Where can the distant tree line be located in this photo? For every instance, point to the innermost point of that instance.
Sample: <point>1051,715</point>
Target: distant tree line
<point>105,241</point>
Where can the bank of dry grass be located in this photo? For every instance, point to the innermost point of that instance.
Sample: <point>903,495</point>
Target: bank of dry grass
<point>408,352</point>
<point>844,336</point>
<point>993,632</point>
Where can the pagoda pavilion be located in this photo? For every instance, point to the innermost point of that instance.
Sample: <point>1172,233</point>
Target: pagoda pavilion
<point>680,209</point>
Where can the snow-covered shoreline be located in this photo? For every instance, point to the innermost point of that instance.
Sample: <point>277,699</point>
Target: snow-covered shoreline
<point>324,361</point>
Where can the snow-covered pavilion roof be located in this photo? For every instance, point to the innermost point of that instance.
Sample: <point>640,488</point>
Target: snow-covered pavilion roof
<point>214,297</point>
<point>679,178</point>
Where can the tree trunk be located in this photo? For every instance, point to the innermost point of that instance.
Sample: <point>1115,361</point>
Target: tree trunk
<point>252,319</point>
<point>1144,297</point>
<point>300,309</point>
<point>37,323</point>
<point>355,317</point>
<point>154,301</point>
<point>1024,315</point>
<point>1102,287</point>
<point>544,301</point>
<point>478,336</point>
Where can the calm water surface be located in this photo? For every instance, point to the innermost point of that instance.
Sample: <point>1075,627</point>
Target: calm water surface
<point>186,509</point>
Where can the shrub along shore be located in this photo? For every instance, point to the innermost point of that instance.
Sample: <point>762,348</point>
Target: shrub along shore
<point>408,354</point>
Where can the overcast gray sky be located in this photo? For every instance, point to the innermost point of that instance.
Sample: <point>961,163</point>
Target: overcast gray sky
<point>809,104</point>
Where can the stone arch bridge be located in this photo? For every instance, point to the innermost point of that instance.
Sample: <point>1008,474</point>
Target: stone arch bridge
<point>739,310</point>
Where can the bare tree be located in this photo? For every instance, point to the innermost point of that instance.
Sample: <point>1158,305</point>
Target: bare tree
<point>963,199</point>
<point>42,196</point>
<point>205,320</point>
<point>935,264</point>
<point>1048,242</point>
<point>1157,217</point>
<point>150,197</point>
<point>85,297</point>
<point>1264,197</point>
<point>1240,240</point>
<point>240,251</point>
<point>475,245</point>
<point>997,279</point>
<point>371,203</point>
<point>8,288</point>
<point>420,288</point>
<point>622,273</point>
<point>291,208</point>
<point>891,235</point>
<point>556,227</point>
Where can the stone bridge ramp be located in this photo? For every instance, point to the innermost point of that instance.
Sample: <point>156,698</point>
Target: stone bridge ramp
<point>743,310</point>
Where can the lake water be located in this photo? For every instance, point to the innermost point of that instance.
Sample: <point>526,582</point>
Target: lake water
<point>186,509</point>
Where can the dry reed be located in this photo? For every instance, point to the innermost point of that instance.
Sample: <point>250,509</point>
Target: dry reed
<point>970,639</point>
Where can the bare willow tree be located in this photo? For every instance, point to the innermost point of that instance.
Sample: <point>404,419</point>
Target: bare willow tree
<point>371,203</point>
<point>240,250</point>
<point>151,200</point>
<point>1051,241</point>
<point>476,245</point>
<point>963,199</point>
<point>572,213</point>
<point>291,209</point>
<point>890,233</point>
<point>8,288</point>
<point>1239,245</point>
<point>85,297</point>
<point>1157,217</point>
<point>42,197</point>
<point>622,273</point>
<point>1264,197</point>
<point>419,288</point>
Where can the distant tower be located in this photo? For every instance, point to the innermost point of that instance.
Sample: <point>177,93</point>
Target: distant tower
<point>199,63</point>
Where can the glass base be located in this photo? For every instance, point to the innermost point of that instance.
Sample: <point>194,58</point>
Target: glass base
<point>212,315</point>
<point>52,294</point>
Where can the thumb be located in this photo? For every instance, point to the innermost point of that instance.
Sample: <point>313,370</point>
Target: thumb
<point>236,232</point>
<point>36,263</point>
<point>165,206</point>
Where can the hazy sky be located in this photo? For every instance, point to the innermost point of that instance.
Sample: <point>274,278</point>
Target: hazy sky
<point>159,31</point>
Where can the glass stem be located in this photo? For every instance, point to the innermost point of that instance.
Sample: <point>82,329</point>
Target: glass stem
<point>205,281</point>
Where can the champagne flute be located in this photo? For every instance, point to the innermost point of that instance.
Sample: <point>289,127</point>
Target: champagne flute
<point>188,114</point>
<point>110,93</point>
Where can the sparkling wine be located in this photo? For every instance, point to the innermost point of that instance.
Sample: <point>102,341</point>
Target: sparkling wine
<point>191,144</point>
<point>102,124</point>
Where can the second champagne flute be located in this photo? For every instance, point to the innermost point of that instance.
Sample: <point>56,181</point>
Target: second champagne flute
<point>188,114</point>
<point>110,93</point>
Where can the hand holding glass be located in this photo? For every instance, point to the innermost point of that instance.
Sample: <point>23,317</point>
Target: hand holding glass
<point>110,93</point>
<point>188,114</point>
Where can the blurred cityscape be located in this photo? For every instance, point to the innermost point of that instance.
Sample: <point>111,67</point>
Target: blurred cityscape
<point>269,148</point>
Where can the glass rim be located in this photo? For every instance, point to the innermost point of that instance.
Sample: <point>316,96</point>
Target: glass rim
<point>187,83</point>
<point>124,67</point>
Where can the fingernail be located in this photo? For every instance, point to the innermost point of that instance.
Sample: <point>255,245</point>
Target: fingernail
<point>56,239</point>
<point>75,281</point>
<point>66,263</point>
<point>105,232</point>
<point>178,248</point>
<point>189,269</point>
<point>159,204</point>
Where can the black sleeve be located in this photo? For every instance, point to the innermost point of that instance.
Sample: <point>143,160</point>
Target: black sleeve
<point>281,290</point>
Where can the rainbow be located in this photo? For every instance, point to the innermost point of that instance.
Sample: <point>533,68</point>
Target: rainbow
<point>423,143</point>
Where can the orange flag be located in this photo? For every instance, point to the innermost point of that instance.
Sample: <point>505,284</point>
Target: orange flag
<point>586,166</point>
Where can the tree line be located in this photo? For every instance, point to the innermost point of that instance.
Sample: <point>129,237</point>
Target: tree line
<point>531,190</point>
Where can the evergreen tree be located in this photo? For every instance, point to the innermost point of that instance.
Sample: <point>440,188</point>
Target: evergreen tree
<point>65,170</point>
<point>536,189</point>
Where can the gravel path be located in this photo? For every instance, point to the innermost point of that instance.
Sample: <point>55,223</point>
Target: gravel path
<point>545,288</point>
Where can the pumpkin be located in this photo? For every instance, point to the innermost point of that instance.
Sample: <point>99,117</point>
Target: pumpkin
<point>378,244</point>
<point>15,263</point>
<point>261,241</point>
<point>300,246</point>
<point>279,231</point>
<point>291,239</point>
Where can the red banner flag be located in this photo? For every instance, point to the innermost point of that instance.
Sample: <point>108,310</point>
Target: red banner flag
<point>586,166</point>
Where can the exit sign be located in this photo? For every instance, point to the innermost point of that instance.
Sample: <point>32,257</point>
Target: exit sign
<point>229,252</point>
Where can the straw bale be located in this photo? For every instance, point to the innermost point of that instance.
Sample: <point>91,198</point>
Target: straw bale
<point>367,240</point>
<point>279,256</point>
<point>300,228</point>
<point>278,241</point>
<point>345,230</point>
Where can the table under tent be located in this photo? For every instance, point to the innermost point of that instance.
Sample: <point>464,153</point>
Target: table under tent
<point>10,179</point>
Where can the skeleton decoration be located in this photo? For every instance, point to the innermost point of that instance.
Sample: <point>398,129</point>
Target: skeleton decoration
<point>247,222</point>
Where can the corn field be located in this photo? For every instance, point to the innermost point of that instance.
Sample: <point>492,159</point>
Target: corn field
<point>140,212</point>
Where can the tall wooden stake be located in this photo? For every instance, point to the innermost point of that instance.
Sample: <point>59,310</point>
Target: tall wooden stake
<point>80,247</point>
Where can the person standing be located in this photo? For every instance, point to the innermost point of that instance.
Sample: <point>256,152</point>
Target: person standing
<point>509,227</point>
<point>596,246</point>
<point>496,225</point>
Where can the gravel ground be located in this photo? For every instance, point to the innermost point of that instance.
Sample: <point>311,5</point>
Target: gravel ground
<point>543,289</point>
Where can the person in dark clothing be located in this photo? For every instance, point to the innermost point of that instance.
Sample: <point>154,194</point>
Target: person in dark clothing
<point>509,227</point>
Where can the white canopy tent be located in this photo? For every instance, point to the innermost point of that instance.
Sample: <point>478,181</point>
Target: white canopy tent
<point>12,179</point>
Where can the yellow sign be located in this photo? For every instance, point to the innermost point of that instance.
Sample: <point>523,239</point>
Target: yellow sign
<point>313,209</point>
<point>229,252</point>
⁂
TASK DETAILS - Scale the answer coordinates in the entries starting with the line containing "Where can the shrub" and going on through the line containing "<point>739,310</point>". Rewrite every one of those lines, multiplying each coordinate in the answer points by 0.2, rounding to whole numbers with halves rounded up, and leaving all other numbers unchanged.

EXERCISE SOLUTION -
Where can the shrub along shore be located in this photo? For every instance, point to the innermost point of that instance.
Sample: <point>762,348</point>
Target: shrub along shore
<point>82,71</point>
Where can the overcast gray sky be located in this photo? For every instance, point to the innermost point of that instance.
Sample: <point>961,163</point>
Target: overcast gray sky
<point>162,21</point>
Where can the stone arch bridge be located in this photo? For every instance, point to the innermost point of that instance.
Sample: <point>1008,474</point>
Target: stone arch bridge
<point>148,62</point>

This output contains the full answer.